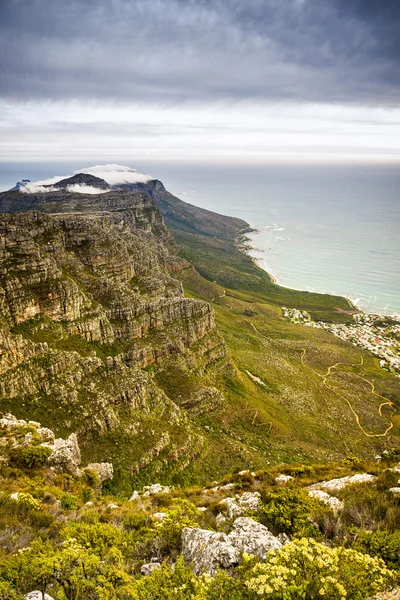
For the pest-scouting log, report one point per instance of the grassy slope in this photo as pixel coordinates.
(293, 417)
(214, 250)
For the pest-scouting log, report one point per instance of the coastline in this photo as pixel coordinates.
(244, 244)
(355, 304)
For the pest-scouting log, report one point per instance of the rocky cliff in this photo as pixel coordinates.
(90, 320)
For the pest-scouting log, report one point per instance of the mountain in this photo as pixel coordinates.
(82, 179)
(19, 185)
(136, 321)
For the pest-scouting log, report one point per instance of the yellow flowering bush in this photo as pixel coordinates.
(28, 501)
(306, 570)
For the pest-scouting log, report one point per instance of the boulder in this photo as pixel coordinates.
(159, 516)
(207, 550)
(46, 434)
(253, 538)
(341, 482)
(237, 506)
(335, 504)
(148, 568)
(155, 489)
(220, 520)
(282, 479)
(66, 455)
(104, 471)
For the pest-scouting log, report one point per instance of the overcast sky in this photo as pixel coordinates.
(200, 79)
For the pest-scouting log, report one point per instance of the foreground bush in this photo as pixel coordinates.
(307, 570)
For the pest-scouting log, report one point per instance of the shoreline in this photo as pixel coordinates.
(354, 305)
(243, 243)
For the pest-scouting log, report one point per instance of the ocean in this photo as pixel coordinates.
(324, 228)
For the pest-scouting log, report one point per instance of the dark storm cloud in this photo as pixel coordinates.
(169, 51)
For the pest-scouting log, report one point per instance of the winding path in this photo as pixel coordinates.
(325, 376)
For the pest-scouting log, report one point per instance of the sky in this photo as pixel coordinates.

● **EXERCISE TASK**
Please render every line of the listing above as a Markdown table with the columns "Row" and "Text", numbering the rows and leaving out blank lines and pictures.

● **COMPLETED EXERCISE**
| Row | Text |
|---|---|
| 1 | For the pest-scouting log, report one point per instance of the grassy slope in this photo as pixel coordinates. |
| 2 | (293, 417) |
| 3 | (214, 250) |
| 4 | For the pest-scouting log, report one point per instance of the coastline in this photo as pixel coordinates. |
| 5 | (244, 244) |
| 6 | (355, 304) |
| 7 | For the pest-scouting log, report one point per instance of the rocky cliff in this photo as pixel coordinates. |
| 8 | (90, 320) |
| 9 | For the pest-scouting log, report one point per instance of the mountain in this photo as pixel coordinates. |
| 10 | (82, 179) |
| 11 | (19, 185) |
| 12 | (136, 321) |
| 13 | For the pest-scouting log, report one point per instance of the yellow flowering bush in this photo as pixel coordinates. |
| 14 | (28, 501) |
| 15 | (306, 570) |
| 16 | For the pest-scouting log, report one point per instance of the boulder in this photo as pixel coordinates. |
| 17 | (159, 516) |
| 18 | (207, 550) |
| 19 | (46, 434) |
| 20 | (253, 538) |
| 21 | (341, 482) |
| 22 | (237, 506) |
| 23 | (335, 504) |
| 24 | (148, 568) |
| 25 | (155, 489) |
| 26 | (220, 520) |
| 27 | (282, 479) |
| 28 | (66, 455) |
| 29 | (104, 471) |
| 30 | For the pest-scouting log, report one point per instance of the overcast sky in this photo as pixel coordinates. |
| 31 | (200, 79) |
| 32 | For the pest-scouting log, report one point per instance of the foreground bush in this photo as pixel coordinates. |
| 33 | (307, 570) |
| 34 | For the pest-scouting log, report one point per instance of the shoreline in this photo as pixel coordinates. |
| 35 | (354, 305) |
| 36 | (243, 243) |
| 37 | For the pest-scouting log, report one point per instance of the ocean in this photo as pixel coordinates. |
| 38 | (324, 228) |
| 39 | For the pest-scouting log, report one point per instance of the dark storm cloud in this photo as pixel coordinates. |
| 40 | (169, 51) |
| 41 | For the pest-scouting log, report one point per instance of the winding path in this photo as pixel coordinates. |
| 42 | (325, 376) |
| 43 | For the pest-scouting log, report one point per instance of the sky in this photo as pixel coordinates. |